[Records of labeled boxes]
- - -
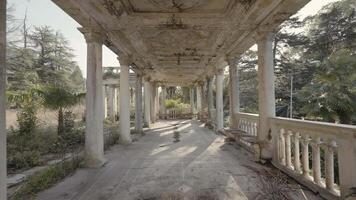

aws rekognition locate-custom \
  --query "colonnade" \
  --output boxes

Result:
[0,3,275,196]
[190,31,275,159]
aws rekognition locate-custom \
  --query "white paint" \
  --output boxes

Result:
[107,86,115,121]
[196,85,202,115]
[120,62,132,144]
[257,32,276,159]
[216,70,224,131]
[144,81,151,127]
[0,0,7,200]
[135,75,143,133]
[207,77,215,120]
[84,31,106,167]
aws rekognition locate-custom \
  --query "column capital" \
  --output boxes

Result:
[255,30,275,42]
[117,53,132,66]
[225,55,240,66]
[78,27,107,43]
[215,68,224,75]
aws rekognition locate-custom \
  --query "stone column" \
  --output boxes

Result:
[155,85,161,121]
[160,86,167,115]
[150,82,157,123]
[0,0,7,200]
[103,85,108,119]
[144,80,151,127]
[207,77,215,121]
[135,74,143,134]
[216,69,224,131]
[196,84,202,119]
[228,57,240,127]
[108,85,115,121]
[80,29,106,167]
[115,87,120,116]
[119,56,131,144]
[190,88,195,114]
[257,32,276,159]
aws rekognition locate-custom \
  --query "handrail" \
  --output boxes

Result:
[270,117,356,199]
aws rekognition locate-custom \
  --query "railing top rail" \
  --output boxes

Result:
[236,112,259,118]
[270,117,356,137]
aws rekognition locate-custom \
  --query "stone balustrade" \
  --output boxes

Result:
[270,118,356,199]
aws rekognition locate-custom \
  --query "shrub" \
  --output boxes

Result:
[7,150,41,170]
[10,158,81,200]
[17,103,38,135]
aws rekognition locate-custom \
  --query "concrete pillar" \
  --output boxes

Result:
[160,86,167,117]
[257,32,276,159]
[155,86,161,121]
[228,57,240,127]
[190,88,195,114]
[216,70,224,131]
[119,56,131,144]
[150,82,157,123]
[196,84,202,118]
[115,88,120,116]
[135,74,143,133]
[81,29,106,167]
[144,80,151,127]
[207,78,215,120]
[0,0,7,200]
[103,85,108,119]
[108,86,115,121]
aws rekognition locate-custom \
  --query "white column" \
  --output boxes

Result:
[196,84,202,118]
[257,32,276,159]
[119,56,131,144]
[207,77,215,120]
[115,88,120,116]
[144,80,151,127]
[135,74,143,133]
[0,0,7,200]
[228,58,240,127]
[150,82,157,123]
[103,85,108,119]
[81,29,106,167]
[190,88,195,114]
[108,86,115,121]
[216,70,224,131]
[155,85,160,121]
[160,86,167,114]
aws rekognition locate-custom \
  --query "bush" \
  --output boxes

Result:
[10,158,81,200]
[17,103,38,135]
[7,150,41,170]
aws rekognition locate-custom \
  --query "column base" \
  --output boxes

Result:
[119,133,132,145]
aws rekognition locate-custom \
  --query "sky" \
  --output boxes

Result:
[8,0,339,76]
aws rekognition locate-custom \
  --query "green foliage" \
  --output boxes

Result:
[165,99,180,109]
[6,26,84,92]
[39,85,85,135]
[300,50,356,123]
[17,101,38,136]
[7,150,41,170]
[11,158,81,200]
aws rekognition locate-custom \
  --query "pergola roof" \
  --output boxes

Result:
[53,0,309,84]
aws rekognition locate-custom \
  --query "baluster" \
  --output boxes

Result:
[302,135,311,180]
[285,131,292,169]
[324,141,336,194]
[253,122,257,136]
[248,121,252,135]
[279,129,286,165]
[294,132,301,174]
[312,137,322,186]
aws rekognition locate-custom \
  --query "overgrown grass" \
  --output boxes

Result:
[10,158,82,200]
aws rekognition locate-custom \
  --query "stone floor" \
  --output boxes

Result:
[38,120,319,200]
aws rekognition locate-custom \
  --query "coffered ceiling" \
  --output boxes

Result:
[52,0,309,85]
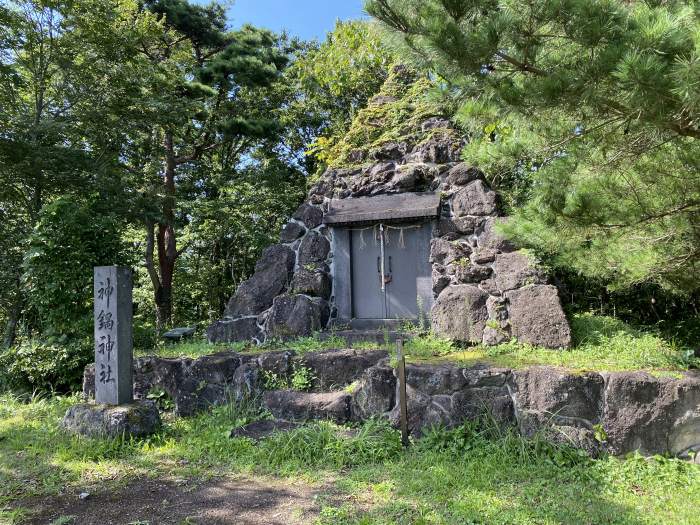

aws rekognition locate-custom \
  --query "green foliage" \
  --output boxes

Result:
[445,314,700,374]
[291,20,394,171]
[404,333,457,359]
[23,198,128,336]
[262,363,316,392]
[366,0,700,293]
[0,336,94,392]
[146,388,175,411]
[0,395,700,525]
[312,66,459,167]
[260,420,402,471]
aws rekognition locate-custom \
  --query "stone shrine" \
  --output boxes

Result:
[208,67,571,348]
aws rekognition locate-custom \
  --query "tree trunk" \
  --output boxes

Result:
[154,132,179,330]
[3,291,22,348]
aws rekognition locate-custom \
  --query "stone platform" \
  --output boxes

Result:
[61,400,161,439]
[84,349,700,457]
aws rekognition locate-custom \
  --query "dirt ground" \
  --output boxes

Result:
[22,477,334,525]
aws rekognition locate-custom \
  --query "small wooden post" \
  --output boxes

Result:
[396,339,411,447]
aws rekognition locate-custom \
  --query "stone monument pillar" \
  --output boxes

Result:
[62,266,160,439]
[94,266,133,405]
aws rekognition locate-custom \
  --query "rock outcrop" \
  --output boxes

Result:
[83,349,700,457]
[208,67,571,348]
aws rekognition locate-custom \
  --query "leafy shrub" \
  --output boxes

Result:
[0,336,93,392]
[24,197,128,336]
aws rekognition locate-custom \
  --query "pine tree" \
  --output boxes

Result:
[366,0,700,292]
[131,0,288,328]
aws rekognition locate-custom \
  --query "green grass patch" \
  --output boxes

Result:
[0,395,700,524]
[407,313,700,373]
[137,313,700,374]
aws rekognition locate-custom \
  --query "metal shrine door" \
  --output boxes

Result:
[350,223,430,320]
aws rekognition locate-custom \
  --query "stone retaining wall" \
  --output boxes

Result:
[84,349,700,456]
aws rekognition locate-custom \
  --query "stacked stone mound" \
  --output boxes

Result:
[83,349,700,457]
[208,82,571,348]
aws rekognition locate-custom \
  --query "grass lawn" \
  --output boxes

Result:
[0,395,700,524]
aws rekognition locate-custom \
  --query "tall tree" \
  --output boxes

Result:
[367,0,700,292]
[0,0,157,346]
[130,0,288,328]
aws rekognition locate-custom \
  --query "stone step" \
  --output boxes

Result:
[292,348,389,392]
[264,390,352,423]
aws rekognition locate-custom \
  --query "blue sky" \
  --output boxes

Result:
[229,0,370,39]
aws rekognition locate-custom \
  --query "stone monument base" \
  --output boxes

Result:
[61,400,160,438]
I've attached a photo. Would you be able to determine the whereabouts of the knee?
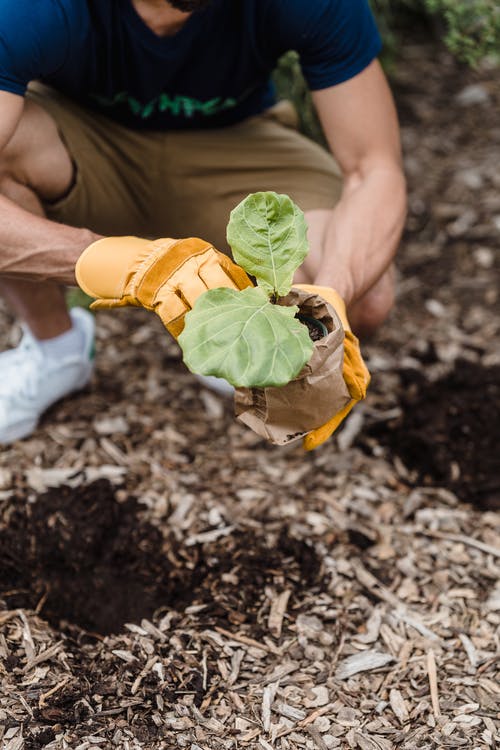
[348,268,396,338]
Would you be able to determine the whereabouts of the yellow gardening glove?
[294,284,370,451]
[75,237,252,338]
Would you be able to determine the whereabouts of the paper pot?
[235,289,351,445]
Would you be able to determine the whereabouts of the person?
[0,0,406,444]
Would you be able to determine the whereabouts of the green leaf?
[179,287,313,388]
[227,192,309,297]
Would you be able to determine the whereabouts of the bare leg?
[0,102,73,340]
[295,210,395,337]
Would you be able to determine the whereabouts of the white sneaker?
[0,307,94,445]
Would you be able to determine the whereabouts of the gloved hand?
[75,237,252,338]
[294,284,370,451]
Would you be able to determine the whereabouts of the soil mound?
[0,480,321,634]
[370,361,500,509]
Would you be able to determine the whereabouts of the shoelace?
[0,333,42,398]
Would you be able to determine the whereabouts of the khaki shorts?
[27,84,341,250]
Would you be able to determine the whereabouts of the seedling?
[179,192,314,388]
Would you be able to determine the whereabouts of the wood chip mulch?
[0,39,500,750]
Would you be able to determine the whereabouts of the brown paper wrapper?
[235,289,351,445]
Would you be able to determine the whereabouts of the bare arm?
[0,91,98,284]
[308,61,406,304]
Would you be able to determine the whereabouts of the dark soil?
[297,315,325,341]
[370,360,500,510]
[0,480,321,634]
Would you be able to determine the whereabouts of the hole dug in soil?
[369,361,500,510]
[0,480,321,637]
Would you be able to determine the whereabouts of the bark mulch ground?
[0,39,500,750]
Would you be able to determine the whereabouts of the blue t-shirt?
[0,0,380,130]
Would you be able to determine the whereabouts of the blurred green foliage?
[274,0,500,144]
[371,0,500,66]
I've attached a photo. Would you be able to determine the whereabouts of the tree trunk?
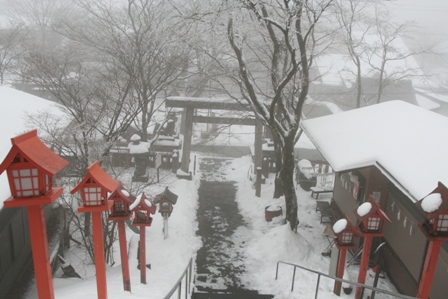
- - -
The task:
Copy the rows from the line containing "Would you be able to determine the whereabouts of the hole" through the end of the rows, leaving the pictures out of your answer.

Result for this exercise:
Would you be able to determine the whereabouts of the hole dug in soil?
[369,361,500,510]
[0,480,321,637]
Would you be able to determine the whereabouts of the bark mulch ground?
[0,39,500,750]
Would you be able to determine the whereabouts of the blue t-shirt?
[0,0,380,130]
Would you be able to determine the whereabouts of the blurred green foliage?
[274,0,500,144]
[371,0,500,66]
I've attached a photo. Would you be able to determine the whereabouts of the tree trunk?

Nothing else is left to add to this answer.